▶ WHAT TO DO
Please turn the data below into a numbered list, starting with the line that contains "target | slender tree trunk" and going on through the last line of the data, both ends included. Leave out any blank lines.
━━━ SUPPLIED DATA ━━━
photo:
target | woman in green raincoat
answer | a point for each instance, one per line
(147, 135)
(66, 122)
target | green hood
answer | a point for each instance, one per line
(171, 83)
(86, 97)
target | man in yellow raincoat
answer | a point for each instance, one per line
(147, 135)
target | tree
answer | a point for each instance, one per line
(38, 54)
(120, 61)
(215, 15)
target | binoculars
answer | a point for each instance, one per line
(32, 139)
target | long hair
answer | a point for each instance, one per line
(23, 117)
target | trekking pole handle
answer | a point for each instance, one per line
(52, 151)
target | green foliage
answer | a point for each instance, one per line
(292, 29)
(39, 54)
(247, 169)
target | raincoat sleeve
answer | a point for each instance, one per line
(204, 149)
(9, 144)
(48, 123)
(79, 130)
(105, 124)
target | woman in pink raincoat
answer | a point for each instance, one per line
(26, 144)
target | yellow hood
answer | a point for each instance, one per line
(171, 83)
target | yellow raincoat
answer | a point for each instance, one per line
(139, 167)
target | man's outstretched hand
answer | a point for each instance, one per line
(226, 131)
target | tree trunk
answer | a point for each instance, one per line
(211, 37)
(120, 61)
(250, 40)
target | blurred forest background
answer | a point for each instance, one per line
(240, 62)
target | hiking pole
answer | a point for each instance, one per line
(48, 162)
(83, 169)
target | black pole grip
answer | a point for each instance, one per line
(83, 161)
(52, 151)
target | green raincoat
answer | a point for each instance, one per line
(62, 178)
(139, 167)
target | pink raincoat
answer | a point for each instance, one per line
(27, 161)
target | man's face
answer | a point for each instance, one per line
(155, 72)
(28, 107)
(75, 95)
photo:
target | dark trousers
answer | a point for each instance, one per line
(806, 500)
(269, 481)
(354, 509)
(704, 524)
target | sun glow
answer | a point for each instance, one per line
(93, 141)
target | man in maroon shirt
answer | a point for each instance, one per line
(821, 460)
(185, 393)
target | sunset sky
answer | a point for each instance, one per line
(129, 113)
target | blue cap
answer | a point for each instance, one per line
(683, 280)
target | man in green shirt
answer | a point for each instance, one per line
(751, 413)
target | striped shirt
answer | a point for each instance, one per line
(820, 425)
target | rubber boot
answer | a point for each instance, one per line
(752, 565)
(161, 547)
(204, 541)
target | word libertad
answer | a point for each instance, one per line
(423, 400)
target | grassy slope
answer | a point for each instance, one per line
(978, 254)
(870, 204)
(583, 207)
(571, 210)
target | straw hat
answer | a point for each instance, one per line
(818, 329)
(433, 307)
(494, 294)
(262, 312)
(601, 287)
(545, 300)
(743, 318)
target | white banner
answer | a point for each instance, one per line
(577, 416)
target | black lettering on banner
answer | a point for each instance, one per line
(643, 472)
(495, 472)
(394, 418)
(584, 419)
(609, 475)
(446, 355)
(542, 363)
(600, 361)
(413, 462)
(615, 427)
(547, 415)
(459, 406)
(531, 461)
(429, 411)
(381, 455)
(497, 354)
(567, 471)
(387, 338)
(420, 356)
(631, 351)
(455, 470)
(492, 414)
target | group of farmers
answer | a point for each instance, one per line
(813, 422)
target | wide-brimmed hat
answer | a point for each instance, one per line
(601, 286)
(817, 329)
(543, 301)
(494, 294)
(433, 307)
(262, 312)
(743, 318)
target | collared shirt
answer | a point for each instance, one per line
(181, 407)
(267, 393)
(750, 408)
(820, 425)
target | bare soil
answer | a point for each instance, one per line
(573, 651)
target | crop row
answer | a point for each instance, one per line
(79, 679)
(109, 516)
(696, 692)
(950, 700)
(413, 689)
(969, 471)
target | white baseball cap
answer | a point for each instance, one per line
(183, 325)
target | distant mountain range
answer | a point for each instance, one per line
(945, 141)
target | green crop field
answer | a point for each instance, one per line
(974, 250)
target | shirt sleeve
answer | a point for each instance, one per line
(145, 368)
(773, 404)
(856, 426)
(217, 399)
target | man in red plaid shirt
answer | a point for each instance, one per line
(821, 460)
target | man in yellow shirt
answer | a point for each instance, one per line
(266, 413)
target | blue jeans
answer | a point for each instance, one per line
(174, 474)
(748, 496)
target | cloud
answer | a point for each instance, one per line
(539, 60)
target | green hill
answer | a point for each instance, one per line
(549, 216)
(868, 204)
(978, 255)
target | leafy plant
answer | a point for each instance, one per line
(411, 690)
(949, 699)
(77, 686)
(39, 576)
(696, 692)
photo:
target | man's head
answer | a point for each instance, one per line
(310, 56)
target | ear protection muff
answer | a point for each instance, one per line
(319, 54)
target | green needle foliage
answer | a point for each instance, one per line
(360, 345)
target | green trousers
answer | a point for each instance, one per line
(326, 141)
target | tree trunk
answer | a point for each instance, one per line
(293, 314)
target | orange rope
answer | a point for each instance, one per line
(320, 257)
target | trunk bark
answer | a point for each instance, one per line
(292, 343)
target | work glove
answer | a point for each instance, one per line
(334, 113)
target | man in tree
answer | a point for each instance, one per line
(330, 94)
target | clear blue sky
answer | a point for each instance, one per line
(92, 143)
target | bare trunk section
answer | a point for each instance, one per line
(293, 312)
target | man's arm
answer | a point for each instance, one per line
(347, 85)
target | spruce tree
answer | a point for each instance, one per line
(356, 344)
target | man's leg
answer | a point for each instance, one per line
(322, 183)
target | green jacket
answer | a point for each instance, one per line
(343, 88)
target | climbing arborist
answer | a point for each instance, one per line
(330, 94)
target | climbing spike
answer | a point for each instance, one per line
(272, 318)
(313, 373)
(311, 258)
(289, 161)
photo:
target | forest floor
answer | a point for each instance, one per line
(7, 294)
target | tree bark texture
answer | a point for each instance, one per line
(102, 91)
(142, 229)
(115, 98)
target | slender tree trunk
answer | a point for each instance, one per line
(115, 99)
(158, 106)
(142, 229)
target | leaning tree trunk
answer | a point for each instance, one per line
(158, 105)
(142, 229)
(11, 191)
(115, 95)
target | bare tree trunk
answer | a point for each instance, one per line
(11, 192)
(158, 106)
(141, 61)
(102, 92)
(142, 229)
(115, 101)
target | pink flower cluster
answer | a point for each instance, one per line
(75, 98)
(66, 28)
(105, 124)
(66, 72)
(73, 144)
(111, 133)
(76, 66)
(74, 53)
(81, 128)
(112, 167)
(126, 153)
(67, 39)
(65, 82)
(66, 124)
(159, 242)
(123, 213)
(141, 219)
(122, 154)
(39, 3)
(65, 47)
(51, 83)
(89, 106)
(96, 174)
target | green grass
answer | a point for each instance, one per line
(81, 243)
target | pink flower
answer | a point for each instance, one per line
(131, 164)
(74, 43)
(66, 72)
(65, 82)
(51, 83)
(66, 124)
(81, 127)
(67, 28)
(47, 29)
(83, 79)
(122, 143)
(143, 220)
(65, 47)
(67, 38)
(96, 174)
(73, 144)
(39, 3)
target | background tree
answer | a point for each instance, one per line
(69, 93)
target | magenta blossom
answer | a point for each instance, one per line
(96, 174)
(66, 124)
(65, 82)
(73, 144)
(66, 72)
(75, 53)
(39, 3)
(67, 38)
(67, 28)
━━━
▶ FULL OUTPUT
1. target | slender tree trunk
2. answer | a point for each instance, one per line
3. (115, 99)
4. (158, 106)
5. (142, 229)
6. target | leaning tree trunk
7. answer | a point for each instance, one per line
8. (158, 105)
9. (142, 229)
10. (11, 191)
11. (115, 95)
12. target | bare tree trunk
13. answer | a point for each instance, one per line
14. (11, 192)
15. (158, 106)
16. (141, 61)
17. (102, 92)
18. (142, 229)
19. (115, 101)
20. target | pink flower cluster
21. answer | a point for each instance, one per line
22. (75, 98)
23. (66, 28)
24. (105, 124)
25. (66, 72)
26. (73, 144)
27. (111, 133)
28. (76, 66)
29. (74, 53)
30. (81, 128)
31. (112, 167)
32. (126, 153)
33. (67, 39)
34. (65, 82)
35. (66, 124)
36. (159, 242)
37. (123, 213)
38. (141, 219)
39. (122, 154)
40. (39, 3)
41. (65, 47)
42. (51, 83)
43. (89, 106)
44. (96, 174)
45. target | green grass
46. answer | a point for each instance, one per line
47. (81, 243)
48. target | pink flower
49. answer | a point for each instance, one per line
50. (131, 164)
51. (74, 43)
52. (66, 72)
53. (65, 82)
54. (51, 83)
55. (66, 124)
56. (81, 127)
57. (67, 28)
58. (47, 29)
59. (83, 79)
60. (122, 143)
61. (143, 220)
62. (65, 47)
63. (67, 38)
64. (96, 174)
65. (73, 144)
66. (39, 3)
67. target | background tree
68. answer | a point for each instance, one per line
69. (69, 93)
70. target | magenta blossom
71. answer | a point for each instance, one per line
72. (96, 174)
73. (66, 124)
74. (65, 82)
75. (73, 144)
76. (66, 72)
77. (75, 53)
78. (39, 3)
79. (67, 38)
80. (67, 28)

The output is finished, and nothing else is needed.